* INSTRUÇÃO ESCRITA A
Pode atualizar o trecho do texto sobre Otto Maria Carpeaux que se inicia com as palavras contendo "Numa tacanha reedição" e termina em "brasileira neste século.", trocando "novo latim" por "novo grego"?

A reedição da obra do ensaísta austrobrasileiro, resgata oscholar por trás do jornalista e instaura mais uma polêmica do filósofo Olavo de Carvalho.

por José Maria e Silva

Publicado no Jornal Opção de Goiânia, 8 de agosto de 1999

Numa tacanha reedição do autopreconceito que norteava a corte de Dom Pedro II, sempre voltada para as idéias importadas de Paris, a universidade brasileira, com seus cursos de mestrado e doutorado, ainda não descobriu verdadeiramente o Brasil. As idéias que proliferam na academia são quase todas importadas e — mais grave — sequer são traduzidas (primeira condição para se assimilar e disseminar qualquer cultura estrangeira). Mestres e doutores preferem ler o mundo em inglês, como se algumas idéias da humanidade só pudessem ser expressadas nesse novo latim, a língua do deus-mercado. Só isso explica o descaso quase total com que a universidade trata a obra de um intelectual como Otto Maria Carpeaux, um dos grandes humanistas que marcaram a cultura brasileira neste século.

Felizmente, a obra de Carpeaux está voltando à cena. A Faculdade da Cidade, do Rio de Janeiro, e a Editora Topbooks estão lançando os Ensaios Reunidos de Otto Maria Carpeaux, organizados pelo filósofo Olavo de Carvalho. A obra sairá em dez volumes. O primeiro, que já está chegando ao mercado, reunirá os ensaios que vão de A Cinza do Purgatório, seu primeiro livro publicado no Brasil, em 1942, até Livros sobre a Mesa. Os dois volumes seguintes serão dedicados aos ensaios dispersos, recolhidos por Olavo de Carvalho e pela equipe que comandou. Obras históricas breves é o tema do quarto volume e os Ensaios políticos ocuparão o quinto e o sexto volumes. A seguir, do volume sétimo ao décimo, será reeditada um monumento de Carpeaux — sua História da Literatura Ocidental.

* Registros extraídos de uma coleção
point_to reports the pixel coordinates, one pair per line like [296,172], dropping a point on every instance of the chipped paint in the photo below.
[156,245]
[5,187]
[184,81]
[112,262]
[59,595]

* INSTRUÇÃO ESCRITA B
Quais linhas dos registros contêm a palavra "line"? Mostre todas elas, diferenciando maiúsculas de minúsculas.

* RESPOSTA ESPERADA A
Numa tacanha reedição do autopreconceito que norteava a corte de Dom Pedro II, sempre voltada para as idéias importadas de Paris, a universidade brasileira, com seus cursos de mestrado e doutorado, ainda não descobriu verdadeiramente o Brasil. As idéias que proliferam na academia são quase todas importadas e — mais grave — sequer são traduzidas (primeira condição para se assimilar e disseminar qualquer cultura estrangeira). Mestres e doutores preferem ler o mundo em inglês, como se algumas idéias da humanidade só pudessem ser expressadas nesse novo grego, a língua do deus-mercado. Só isso explica o descaso quase total com que a universidade trata a obra de um intelectual como Otto Maria Carpeaux, um dos grandes humanistas que marcaram a cultura brasileira neste século.

* RESPOSTA ESPERADA B
point_to reports the pixel coordinates, one pair per line like [296,172], dropping a point on every instance of the chipped paint in the photo below.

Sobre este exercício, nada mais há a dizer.